## BEGIN

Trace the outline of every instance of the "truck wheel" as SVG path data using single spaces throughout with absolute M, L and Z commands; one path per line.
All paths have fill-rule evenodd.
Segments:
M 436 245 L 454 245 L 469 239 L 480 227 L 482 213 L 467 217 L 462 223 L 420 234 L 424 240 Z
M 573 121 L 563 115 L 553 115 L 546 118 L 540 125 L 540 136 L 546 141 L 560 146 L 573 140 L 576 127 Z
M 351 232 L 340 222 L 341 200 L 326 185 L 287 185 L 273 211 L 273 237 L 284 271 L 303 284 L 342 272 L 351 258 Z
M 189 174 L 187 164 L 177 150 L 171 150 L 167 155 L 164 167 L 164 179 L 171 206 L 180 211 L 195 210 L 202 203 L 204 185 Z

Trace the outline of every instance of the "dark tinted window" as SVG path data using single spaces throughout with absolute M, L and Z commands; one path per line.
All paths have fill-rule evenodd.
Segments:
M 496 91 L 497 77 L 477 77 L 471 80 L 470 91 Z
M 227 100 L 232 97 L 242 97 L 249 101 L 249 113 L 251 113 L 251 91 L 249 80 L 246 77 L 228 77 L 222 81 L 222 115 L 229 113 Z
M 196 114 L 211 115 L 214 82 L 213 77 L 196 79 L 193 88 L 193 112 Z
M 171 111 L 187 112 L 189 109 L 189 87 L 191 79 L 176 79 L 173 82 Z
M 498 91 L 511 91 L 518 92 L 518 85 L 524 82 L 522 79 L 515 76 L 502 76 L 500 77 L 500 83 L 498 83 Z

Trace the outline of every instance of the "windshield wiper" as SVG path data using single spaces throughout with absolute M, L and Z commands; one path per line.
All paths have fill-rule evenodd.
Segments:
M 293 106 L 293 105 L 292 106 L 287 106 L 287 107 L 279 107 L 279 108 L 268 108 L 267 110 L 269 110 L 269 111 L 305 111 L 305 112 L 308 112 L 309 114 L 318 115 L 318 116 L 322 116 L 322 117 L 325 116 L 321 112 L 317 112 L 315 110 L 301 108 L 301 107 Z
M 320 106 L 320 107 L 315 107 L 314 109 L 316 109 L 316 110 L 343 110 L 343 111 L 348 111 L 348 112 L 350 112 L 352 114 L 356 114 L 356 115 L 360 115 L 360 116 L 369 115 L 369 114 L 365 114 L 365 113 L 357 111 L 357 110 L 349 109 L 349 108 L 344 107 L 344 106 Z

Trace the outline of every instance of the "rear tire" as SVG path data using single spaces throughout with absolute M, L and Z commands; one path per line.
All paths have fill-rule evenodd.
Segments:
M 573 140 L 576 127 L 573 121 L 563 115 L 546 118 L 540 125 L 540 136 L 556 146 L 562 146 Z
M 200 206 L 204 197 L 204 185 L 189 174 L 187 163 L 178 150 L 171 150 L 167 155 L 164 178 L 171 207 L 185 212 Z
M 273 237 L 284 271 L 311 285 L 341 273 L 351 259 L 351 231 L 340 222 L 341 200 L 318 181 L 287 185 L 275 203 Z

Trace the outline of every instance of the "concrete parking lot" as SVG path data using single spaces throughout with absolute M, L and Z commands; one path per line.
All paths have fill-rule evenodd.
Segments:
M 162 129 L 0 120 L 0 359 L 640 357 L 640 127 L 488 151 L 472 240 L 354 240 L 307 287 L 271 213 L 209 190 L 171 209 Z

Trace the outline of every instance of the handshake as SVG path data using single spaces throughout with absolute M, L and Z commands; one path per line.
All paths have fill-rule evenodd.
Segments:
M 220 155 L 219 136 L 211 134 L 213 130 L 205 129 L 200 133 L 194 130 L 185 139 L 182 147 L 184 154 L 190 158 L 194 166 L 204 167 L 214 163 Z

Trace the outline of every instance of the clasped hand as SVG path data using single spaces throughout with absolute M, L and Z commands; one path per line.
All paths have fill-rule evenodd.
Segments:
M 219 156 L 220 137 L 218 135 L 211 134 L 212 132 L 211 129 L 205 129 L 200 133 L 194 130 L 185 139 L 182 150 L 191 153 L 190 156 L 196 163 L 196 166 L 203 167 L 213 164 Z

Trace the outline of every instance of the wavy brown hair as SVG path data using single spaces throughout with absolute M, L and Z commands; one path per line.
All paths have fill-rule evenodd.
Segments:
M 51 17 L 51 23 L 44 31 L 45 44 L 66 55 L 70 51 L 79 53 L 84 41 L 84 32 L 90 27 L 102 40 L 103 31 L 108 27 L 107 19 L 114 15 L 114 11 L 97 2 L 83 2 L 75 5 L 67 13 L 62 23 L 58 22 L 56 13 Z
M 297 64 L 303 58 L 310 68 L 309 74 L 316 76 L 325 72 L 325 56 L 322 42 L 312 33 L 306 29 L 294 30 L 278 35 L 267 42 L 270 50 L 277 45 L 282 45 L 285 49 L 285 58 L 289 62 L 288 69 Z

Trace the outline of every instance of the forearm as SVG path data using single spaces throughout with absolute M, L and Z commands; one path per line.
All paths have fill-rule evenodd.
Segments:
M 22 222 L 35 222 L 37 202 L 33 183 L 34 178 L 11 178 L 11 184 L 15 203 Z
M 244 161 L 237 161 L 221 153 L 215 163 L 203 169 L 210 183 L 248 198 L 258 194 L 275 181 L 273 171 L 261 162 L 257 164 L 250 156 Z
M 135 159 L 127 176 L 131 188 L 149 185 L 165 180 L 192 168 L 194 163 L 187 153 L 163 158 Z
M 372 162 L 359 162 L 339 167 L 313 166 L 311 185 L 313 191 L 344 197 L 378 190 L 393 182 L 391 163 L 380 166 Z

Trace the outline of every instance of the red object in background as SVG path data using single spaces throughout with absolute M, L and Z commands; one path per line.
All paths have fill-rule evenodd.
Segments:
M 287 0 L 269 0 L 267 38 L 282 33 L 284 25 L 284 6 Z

## END
## BEGIN

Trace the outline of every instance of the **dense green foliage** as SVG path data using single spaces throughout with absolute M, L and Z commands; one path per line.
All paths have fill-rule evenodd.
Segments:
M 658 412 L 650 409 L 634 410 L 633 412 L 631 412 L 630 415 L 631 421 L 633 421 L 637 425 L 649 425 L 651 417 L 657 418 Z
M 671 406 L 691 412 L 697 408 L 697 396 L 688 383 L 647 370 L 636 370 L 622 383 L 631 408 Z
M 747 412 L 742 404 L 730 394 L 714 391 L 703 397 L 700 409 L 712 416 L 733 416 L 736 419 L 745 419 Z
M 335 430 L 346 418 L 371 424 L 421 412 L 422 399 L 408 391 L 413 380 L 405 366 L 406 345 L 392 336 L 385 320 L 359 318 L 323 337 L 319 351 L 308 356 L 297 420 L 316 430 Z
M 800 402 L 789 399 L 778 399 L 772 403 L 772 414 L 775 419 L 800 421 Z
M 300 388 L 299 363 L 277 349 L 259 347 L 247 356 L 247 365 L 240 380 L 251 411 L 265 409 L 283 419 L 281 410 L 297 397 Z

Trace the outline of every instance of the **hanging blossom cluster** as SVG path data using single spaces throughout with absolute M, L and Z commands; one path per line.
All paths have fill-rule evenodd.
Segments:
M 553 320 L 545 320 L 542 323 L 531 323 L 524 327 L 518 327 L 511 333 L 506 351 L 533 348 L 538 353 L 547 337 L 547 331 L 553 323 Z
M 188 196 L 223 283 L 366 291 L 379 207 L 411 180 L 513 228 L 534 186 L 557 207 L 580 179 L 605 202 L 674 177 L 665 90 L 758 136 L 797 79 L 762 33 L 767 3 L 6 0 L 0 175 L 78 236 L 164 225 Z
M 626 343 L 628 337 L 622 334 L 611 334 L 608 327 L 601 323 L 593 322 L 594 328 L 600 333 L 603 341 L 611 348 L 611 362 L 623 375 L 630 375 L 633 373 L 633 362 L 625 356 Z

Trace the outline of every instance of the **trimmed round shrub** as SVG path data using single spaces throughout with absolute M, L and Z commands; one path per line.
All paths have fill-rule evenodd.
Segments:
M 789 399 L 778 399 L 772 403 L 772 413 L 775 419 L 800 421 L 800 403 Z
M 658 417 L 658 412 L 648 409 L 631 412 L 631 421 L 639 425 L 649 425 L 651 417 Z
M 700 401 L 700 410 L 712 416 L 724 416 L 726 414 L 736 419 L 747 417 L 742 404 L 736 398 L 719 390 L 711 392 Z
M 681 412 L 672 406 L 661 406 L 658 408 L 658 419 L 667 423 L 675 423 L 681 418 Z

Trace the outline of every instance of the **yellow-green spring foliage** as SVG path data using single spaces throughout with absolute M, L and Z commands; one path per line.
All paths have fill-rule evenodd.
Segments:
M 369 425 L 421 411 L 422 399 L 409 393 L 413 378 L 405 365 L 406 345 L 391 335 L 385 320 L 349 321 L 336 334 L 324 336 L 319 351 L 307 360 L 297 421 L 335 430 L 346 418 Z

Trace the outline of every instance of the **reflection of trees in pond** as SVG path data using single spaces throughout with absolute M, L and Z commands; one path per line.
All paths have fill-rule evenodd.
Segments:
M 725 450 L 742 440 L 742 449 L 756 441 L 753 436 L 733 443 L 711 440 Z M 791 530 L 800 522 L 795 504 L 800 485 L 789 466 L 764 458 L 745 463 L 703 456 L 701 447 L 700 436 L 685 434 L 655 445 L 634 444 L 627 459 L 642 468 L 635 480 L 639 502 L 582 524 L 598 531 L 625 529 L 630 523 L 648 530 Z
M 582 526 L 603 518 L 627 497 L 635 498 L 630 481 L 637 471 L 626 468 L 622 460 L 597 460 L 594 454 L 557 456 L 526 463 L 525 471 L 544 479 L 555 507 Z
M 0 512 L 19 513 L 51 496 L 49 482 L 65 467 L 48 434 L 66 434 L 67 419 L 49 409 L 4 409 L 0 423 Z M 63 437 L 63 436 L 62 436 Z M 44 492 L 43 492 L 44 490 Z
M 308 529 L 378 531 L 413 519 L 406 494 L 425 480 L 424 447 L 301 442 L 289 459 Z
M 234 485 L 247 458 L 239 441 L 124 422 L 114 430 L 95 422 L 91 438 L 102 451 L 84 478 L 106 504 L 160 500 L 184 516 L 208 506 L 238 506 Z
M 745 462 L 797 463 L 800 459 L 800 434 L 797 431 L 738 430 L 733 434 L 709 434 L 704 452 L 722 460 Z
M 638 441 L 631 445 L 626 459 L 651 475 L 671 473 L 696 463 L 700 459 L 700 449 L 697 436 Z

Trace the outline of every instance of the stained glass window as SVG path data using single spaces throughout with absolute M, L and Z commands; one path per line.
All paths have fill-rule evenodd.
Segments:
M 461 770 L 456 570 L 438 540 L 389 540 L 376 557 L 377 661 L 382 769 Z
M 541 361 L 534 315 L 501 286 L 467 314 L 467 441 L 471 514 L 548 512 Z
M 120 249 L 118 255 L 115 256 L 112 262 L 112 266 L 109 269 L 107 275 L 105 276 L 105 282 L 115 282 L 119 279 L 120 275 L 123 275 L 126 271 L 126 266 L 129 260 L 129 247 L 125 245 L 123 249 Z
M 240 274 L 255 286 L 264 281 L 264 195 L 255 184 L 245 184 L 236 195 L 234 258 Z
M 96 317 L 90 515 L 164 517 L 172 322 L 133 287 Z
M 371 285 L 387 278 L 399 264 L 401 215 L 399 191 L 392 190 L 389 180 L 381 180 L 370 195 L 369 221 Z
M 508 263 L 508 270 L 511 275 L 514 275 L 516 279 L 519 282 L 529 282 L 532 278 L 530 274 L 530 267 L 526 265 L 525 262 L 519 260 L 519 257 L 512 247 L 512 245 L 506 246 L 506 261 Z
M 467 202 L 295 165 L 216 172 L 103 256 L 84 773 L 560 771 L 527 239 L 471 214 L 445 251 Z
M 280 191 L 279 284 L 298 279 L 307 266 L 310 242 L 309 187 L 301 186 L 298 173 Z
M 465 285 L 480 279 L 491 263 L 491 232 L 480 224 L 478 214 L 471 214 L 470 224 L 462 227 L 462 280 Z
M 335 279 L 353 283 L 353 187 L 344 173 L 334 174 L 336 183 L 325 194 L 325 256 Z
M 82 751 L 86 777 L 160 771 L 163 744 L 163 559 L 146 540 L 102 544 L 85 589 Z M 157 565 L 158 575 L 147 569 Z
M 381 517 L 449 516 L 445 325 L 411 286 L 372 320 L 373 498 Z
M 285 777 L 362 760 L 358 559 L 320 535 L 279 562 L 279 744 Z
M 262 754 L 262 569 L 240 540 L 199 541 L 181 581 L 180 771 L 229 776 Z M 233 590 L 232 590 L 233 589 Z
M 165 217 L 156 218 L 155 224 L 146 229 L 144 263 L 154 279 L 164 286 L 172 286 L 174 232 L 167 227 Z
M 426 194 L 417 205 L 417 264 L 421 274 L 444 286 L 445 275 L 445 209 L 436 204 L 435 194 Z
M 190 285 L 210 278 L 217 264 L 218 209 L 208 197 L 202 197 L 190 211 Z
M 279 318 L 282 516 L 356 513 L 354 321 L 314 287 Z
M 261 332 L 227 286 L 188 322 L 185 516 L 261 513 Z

## END

▸ **Aim**: Starting at the line that contains "Trace the outline of every instance of the **hanging" and stopping after the line that contains "M 681 412 L", rewrite those lines with "outline" swapped for "contour" and everything else unchanged.

▸ **Written answer**:
Trace the contour of every instance of the **hanging blossom cluster** as SVG path data using single spaces throughout with absolute M, L and Z commands; one path per line.
All paths have fill-rule evenodd.
Segments:
M 553 320 L 545 320 L 542 323 L 531 323 L 524 327 L 518 327 L 511 333 L 506 351 L 533 348 L 538 353 L 547 337 L 547 331 L 553 323 Z
M 188 196 L 223 283 L 366 291 L 379 207 L 411 180 L 513 228 L 534 186 L 557 207 L 580 179 L 605 202 L 674 177 L 665 90 L 758 136 L 797 79 L 762 33 L 767 3 L 6 0 L 0 175 L 78 236 L 164 225 Z
M 626 343 L 628 337 L 622 334 L 611 334 L 608 327 L 601 323 L 593 322 L 594 328 L 600 333 L 603 341 L 611 348 L 611 362 L 623 375 L 630 375 L 633 373 L 633 362 L 625 356 Z

Trace the contour of every instance of the **trimmed round shrub** as SVG path data using single spaces throughout with absolute M, L and Z commands; one path per line.
All paths have fill-rule evenodd.
Segments:
M 789 399 L 778 399 L 772 403 L 772 413 L 775 419 L 800 421 L 800 403 Z
M 658 417 L 658 412 L 648 409 L 631 412 L 631 421 L 639 425 L 649 425 L 651 417 Z
M 700 401 L 700 410 L 712 416 L 724 416 L 726 414 L 736 419 L 747 417 L 742 404 L 736 398 L 719 390 L 711 392 Z
M 681 412 L 672 406 L 661 406 L 658 408 L 658 419 L 667 423 L 675 423 L 681 418 Z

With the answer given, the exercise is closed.